- **JOB**
Report each row below that contains the string "mast" by copying that row in full, treating uppercase and lowercase letters as different.

====

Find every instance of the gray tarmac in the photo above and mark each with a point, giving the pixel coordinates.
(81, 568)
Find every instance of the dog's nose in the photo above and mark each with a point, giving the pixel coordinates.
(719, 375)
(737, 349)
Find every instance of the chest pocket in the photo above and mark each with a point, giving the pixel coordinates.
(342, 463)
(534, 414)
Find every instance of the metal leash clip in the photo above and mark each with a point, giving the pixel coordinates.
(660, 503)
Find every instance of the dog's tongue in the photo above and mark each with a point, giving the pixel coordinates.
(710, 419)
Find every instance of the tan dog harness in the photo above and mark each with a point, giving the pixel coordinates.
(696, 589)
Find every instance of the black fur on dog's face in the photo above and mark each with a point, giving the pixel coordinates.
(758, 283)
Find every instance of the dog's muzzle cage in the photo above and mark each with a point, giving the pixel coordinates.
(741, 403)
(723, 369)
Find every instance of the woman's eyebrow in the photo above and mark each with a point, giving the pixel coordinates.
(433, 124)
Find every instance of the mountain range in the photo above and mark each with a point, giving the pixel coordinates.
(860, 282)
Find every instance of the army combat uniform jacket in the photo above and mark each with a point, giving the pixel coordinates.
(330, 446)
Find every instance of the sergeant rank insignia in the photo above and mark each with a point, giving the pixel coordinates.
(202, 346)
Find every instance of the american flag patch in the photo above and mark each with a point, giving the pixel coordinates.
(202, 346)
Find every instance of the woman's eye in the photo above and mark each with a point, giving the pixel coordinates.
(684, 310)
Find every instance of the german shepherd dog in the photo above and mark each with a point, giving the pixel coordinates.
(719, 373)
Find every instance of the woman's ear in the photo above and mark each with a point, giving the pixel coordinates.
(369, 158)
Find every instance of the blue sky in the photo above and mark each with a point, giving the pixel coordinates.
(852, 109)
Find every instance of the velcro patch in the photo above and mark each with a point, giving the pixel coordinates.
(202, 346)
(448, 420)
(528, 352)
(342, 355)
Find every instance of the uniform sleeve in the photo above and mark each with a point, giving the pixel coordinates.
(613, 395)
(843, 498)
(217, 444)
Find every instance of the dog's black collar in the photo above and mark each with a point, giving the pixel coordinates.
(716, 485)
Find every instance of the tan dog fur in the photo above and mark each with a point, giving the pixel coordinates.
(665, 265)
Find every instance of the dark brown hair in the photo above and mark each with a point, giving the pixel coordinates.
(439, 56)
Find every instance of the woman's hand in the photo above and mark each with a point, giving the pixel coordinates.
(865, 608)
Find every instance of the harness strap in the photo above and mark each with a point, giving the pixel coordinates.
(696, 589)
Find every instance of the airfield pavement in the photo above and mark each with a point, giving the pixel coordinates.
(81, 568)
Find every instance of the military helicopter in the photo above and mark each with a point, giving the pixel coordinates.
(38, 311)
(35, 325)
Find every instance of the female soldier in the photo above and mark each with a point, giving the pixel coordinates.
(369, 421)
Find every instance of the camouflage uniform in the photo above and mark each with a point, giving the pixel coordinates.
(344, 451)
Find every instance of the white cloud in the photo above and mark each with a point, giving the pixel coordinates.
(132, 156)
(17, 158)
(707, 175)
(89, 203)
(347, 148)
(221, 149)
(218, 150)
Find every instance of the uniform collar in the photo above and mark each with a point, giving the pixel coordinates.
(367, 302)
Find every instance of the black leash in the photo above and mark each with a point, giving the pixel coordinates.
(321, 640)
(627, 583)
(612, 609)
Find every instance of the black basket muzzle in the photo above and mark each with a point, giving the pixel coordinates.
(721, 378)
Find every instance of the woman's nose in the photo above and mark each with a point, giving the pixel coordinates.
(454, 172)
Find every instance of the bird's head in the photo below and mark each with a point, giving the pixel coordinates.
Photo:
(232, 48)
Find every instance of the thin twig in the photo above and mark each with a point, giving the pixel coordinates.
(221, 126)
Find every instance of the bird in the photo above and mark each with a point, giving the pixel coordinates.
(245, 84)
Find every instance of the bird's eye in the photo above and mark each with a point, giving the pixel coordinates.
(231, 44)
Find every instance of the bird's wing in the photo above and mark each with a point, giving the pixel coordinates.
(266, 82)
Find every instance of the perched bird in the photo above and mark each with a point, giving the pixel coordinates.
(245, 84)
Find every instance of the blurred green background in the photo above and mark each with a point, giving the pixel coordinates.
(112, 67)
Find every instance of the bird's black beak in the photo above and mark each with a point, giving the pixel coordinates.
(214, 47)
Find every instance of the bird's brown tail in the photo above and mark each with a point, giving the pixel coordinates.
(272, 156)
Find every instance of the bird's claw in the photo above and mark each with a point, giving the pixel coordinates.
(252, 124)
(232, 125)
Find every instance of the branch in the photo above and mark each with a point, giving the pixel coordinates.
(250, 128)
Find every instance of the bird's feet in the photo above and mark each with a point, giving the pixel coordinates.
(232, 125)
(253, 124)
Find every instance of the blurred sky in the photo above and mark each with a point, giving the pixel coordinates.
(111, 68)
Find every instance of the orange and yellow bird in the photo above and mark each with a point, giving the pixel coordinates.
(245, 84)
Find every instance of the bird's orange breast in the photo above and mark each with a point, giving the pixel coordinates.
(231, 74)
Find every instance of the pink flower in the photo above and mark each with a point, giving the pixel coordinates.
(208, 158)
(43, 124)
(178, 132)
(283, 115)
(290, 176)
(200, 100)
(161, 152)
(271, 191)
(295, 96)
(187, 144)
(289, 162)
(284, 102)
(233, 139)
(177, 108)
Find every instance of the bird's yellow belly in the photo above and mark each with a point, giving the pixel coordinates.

====

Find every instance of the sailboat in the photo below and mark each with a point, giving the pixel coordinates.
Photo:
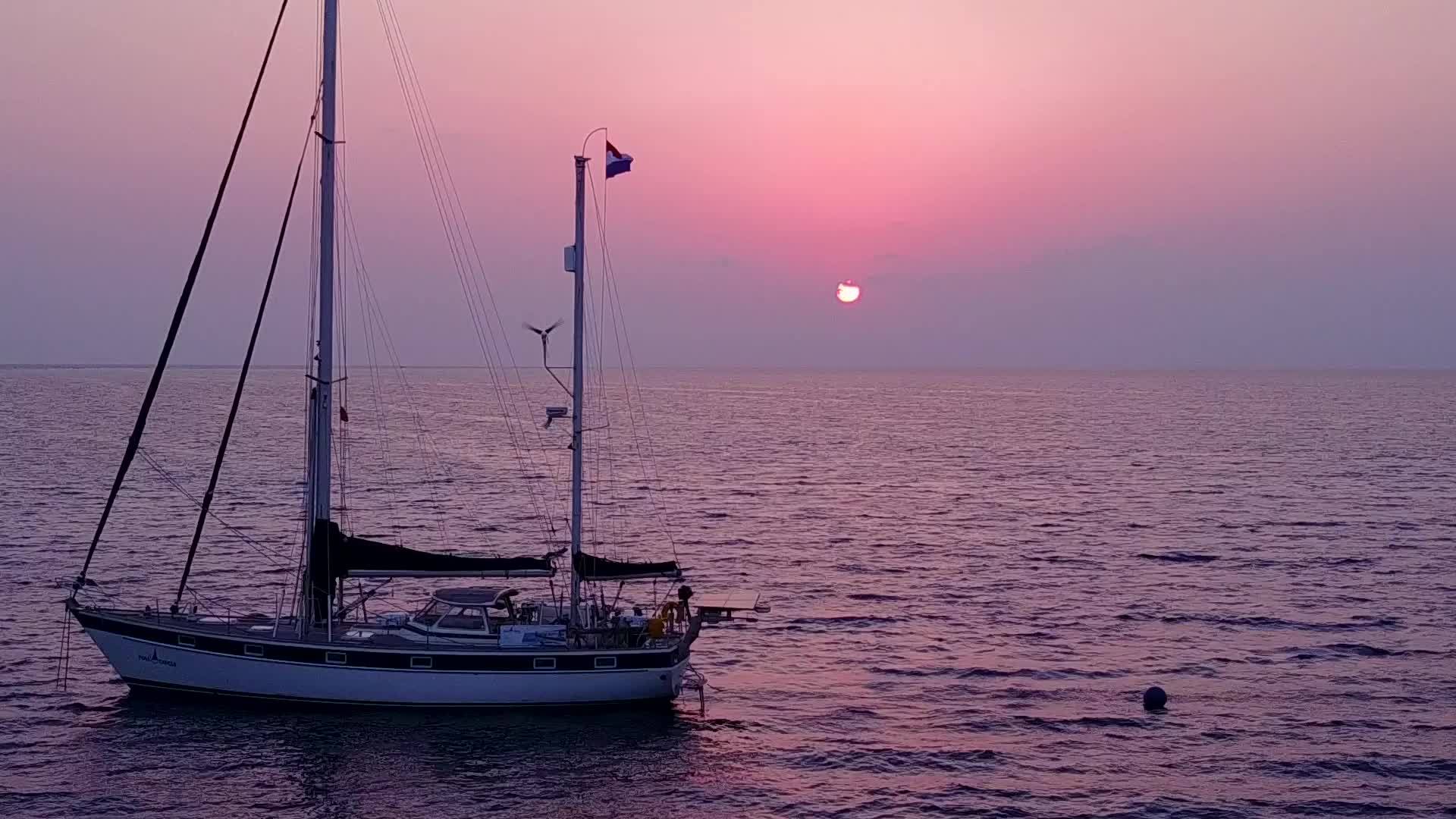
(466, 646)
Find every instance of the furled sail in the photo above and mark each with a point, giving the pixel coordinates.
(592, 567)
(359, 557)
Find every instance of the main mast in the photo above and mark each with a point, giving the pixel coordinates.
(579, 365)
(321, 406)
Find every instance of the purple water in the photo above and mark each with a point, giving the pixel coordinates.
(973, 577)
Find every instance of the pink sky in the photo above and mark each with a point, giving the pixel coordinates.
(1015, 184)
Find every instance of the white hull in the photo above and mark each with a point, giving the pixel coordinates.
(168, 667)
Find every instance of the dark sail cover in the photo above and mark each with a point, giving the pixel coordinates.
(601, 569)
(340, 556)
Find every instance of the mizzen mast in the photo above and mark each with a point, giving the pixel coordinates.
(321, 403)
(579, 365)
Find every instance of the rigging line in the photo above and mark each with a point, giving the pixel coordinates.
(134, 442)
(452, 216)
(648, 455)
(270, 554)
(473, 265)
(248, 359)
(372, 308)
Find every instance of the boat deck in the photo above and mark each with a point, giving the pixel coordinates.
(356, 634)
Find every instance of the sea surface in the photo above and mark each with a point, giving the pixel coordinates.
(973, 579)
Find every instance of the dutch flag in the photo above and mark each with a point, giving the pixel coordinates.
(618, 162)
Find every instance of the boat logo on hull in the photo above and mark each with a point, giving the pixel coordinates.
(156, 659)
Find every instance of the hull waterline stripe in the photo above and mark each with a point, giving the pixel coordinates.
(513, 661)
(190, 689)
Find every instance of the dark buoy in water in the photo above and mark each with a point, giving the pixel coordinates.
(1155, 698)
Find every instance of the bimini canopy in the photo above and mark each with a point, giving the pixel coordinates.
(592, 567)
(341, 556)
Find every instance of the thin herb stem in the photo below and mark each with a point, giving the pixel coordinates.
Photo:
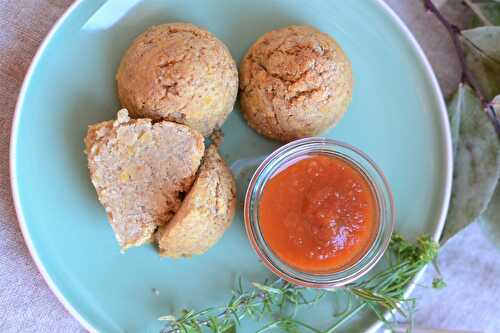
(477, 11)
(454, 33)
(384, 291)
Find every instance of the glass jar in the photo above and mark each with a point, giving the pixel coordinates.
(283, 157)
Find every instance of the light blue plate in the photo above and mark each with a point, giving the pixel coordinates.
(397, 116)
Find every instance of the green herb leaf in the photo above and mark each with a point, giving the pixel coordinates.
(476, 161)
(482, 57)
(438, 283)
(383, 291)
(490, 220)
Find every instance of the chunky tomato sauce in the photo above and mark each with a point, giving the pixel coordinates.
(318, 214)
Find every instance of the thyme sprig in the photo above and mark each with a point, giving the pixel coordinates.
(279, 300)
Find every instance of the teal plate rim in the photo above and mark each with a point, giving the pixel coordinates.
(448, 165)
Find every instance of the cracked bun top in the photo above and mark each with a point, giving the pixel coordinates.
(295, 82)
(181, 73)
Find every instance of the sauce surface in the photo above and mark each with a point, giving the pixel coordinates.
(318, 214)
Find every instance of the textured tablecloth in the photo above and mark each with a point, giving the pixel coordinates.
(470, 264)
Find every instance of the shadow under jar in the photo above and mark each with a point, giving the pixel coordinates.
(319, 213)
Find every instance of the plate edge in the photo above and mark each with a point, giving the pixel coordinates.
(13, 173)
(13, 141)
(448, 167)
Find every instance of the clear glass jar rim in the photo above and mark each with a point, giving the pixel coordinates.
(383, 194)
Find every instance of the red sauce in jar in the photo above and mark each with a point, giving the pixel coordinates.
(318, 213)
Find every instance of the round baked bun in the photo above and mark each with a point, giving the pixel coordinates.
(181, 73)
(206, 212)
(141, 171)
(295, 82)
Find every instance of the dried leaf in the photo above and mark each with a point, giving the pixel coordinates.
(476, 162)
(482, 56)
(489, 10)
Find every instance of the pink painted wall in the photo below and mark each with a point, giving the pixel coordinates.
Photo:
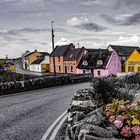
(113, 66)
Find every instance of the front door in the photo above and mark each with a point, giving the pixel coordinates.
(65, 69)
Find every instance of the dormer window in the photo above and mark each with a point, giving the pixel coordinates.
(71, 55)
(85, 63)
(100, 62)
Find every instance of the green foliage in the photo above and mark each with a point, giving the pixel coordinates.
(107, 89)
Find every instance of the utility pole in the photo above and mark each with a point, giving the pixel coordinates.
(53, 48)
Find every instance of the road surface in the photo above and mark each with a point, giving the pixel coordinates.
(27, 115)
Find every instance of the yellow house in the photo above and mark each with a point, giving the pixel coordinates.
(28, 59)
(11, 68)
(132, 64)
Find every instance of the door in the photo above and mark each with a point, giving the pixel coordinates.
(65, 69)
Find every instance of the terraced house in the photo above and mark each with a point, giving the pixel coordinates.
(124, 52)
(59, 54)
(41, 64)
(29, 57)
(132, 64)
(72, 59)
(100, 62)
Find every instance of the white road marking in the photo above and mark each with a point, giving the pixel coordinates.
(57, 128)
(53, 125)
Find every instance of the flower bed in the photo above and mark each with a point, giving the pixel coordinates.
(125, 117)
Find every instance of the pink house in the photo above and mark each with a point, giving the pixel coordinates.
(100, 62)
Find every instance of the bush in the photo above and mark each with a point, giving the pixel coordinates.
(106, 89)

====

- **FINAL RESULT**
Find every instance of the main mast in the photo above and mark each with a point, giving the pixel coordinates.
Find every instance of the mizzen mast in the photo above and mark each with a point, giving the pixel coordinates.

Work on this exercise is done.